▶ **Task to carry out**
The records below are to be reproduced word for word.

═════ Available data

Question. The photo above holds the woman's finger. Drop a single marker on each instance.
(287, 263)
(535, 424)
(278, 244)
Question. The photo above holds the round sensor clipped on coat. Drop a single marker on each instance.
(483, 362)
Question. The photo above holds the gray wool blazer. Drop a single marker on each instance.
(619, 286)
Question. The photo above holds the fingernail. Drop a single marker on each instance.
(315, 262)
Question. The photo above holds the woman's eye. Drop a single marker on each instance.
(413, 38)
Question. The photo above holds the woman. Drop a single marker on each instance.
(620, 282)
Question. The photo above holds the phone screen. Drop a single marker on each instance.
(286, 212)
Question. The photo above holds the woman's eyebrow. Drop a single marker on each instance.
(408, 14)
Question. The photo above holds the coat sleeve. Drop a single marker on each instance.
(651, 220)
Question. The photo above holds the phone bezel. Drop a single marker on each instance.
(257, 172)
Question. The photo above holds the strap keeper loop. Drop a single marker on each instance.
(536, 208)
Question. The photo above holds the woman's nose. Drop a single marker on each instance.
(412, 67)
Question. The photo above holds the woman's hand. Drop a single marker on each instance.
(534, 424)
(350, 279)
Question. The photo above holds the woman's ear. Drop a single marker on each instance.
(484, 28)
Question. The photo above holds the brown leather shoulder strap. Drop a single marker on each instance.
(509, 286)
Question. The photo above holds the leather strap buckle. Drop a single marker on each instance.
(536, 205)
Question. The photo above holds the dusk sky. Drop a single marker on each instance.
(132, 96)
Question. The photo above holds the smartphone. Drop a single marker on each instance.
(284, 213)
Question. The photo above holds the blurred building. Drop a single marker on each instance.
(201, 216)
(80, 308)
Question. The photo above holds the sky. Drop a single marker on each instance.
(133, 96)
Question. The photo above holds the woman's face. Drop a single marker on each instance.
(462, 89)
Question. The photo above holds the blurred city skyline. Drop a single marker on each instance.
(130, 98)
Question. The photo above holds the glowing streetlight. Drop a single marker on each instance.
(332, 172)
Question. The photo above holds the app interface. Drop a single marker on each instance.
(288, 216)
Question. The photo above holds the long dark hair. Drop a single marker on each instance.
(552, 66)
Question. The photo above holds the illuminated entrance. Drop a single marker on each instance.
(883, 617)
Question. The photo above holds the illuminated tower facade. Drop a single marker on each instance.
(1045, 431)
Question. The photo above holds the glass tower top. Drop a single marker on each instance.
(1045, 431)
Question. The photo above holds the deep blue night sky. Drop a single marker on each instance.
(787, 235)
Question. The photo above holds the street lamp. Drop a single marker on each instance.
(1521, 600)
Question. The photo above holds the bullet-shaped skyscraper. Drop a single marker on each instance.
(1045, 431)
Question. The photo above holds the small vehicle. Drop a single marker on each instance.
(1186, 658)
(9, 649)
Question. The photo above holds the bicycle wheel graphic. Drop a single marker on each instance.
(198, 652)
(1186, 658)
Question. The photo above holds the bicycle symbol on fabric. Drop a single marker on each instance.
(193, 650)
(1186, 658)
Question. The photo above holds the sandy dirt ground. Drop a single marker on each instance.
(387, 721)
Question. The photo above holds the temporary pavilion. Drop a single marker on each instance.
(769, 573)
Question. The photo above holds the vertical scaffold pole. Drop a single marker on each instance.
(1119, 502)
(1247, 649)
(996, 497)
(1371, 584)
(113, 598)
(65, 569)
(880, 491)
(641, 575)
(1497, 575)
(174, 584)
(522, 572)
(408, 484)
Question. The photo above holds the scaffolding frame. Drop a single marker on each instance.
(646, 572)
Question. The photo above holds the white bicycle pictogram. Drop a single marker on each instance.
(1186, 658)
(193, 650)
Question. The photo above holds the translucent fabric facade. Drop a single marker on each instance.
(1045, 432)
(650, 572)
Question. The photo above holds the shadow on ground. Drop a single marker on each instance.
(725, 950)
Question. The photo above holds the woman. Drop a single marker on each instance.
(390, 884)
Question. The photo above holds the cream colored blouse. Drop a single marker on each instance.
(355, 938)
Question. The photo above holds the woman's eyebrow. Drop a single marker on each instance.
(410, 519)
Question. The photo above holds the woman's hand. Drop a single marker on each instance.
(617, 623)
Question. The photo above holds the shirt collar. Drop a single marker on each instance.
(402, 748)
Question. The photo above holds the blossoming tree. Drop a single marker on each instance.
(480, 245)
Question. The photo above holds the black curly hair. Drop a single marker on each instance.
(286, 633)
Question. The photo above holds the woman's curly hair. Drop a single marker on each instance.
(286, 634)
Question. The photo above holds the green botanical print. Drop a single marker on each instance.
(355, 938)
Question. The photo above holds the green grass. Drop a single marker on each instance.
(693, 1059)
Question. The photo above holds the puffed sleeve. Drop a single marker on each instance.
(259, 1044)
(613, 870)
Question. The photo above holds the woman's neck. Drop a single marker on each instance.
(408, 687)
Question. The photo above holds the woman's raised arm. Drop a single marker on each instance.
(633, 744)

══════════

▶ **Output for this task**
Question. The photo above holds the woman's finger. Drop a single marker on each instance.
(287, 263)
(535, 424)
(278, 244)
Question. The photo above holds the round sensor clipped on coat. Drop a single marker on each instance.
(483, 362)
Question. The photo above holds the gray wool blazer. Drop a single marker on each instance.
(619, 286)
Question. The photo above holds the fingernail. Drop a single marker on each instance.
(315, 262)
Question. The photo above holds the woman's eye. Drop a single marker on each instance.
(413, 38)
Question. The photo above holds the woman. Drop a single marker on each instance.
(620, 282)
Question. The photo above holds the phone screen. Drop a single marker on each instance.
(286, 212)
Question. The photo above holds the woman's eyebrow. Drop a single marker on each instance.
(408, 14)
Question. The photo above holds the coat sleeve. Drop a single marker on each instance.
(651, 220)
Question. The photo above holds the phone bezel. Drop a single marker on each instance.
(257, 172)
Question. The photo above holds the strap keeper loop. Drop a single marker on each instance.
(536, 208)
Question. The photo above holds the woman's nose. Drop a single marker on each instance.
(412, 67)
Question. The photo above holds the woman's hand. Drop a single marker on each instance.
(534, 424)
(350, 279)
Question. The photo above holds the woman's ear. Drop a single marker on each instance.
(484, 28)
Question. The photo above holds the brown leather shoulder strap. Drop a single marker on each instance.
(509, 286)
Question. The photo above holds the leather strap buckle. Drop a single marker on each instance.
(536, 205)
Question. The photo above holds the dusk sky. Drop a single marker on each instance.
(132, 96)
Question. The photo above holds the smartphone. Drop a single marker on each instance.
(284, 213)
Question. The photo above holds the blurred building. Drop a single marker on each instance.
(201, 216)
(80, 308)
Question. The photo above holds the sky. Drop a single marker on each instance.
(133, 96)
Question. The photo above holds the woman's face. Drop a single marker on each instance.
(462, 89)
Question. The photo above holds the blurred city skyline. Drop a single marker on each instance.
(130, 98)
Question. The photo above holds the glowing streetlight. Drop a single marker on each instance.
(332, 172)
Question. The photo above holds the app interface. Drop a single marker on each instance.
(288, 216)
Question. The photo above holds the long dark hair. Drop a single marker on each instance.
(552, 66)
Question. The photo above holds the illuminated entrance. Drop a single marker on each instance.
(883, 617)
Question. The photo above holds the illuminated tower facade. Drop a single marker on each instance.
(1045, 431)
Question. The photo above holds the glass tower top. Drop a single marker on each instance.
(1045, 431)
Question. The photo above holds the deep blue night sky. Drop a single marker on each instance.
(787, 235)
Question. The photo above holds the street lamp. Drop a single marker on each instance.
(1521, 600)
Question. The photo above holds the bullet-shaped skyscraper. Drop a single marker on each instance.
(1045, 431)
Question. The photo above holds the small vehicle. Drop a single marker on each instance.
(1186, 658)
(9, 649)
Question. The photo above holds the bicycle wheel graphic. Drop a single marker on each instance.
(198, 652)
(1186, 658)
Question. The photo above holds the bicycle symbol on fabric. Drop a single marker on each instance.
(193, 650)
(1186, 658)
Question. The photo above holds the sandy dirt ground. Drop a single marker on each instance.
(387, 721)
Question. The photo above holds the temporary pavilion. Drop a single marker on each instance.
(769, 573)
Question. The photo above holds the vertical scaffold pole. Drop a single marker on each instance.
(1119, 502)
(1247, 649)
(996, 497)
(1371, 584)
(113, 598)
(65, 569)
(880, 491)
(641, 575)
(1497, 575)
(174, 584)
(522, 572)
(408, 484)
Question. The photo above holds the scaffolding frame. Drop a single marker on each instance.
(646, 572)
Question. The photo above holds the white bicycle pictogram. Drop a single marker on each instance.
(1186, 658)
(193, 650)
Question. The photo above holds the translucent fabric facade. Drop a single marker on each instance.
(1045, 432)
(650, 572)
Question. The photo above holds the shadow on ground. Drop a single marker on each instance.
(725, 950)
Question. The photo above holds the woman. Drop a single marker on each instance.
(390, 884)
Question. The photo above holds the cream colored blouse. Drop a single marker on each instance.
(355, 938)
Question. The photo above holds the woman's eyebrow. Drop a single marker on each instance.
(410, 519)
Question. The photo above holds the woman's hand. Drop a single marker on each instance.
(617, 623)
Question. The photo above holds the shirt collar. Drop a single marker on each instance.
(402, 748)
Question. The photo above holds the blossoming tree. Drop a single marker on each instance.
(480, 245)
Question. The photo above holds the black curly hair. Drop a single marker on each instance.
(286, 633)
Question. The photo above holds the woman's curly hair. Drop a single marker on each instance.
(286, 634)
Question. The photo above holds the green botanical print. Drop a single marker on each instance.
(355, 938)
Question. The photo above holds the green grass. Drop a single marker on each instance.
(693, 1059)
Question. The photo above holds the puffed sleeve. Drop a single marker on each instance.
(259, 1044)
(613, 870)
Question. The photo above holds the woman's neck. Drop a single marker on each instance.
(408, 687)
Question. The photo above holds the woman's raised arm. Drop a single marker on each instance.
(633, 744)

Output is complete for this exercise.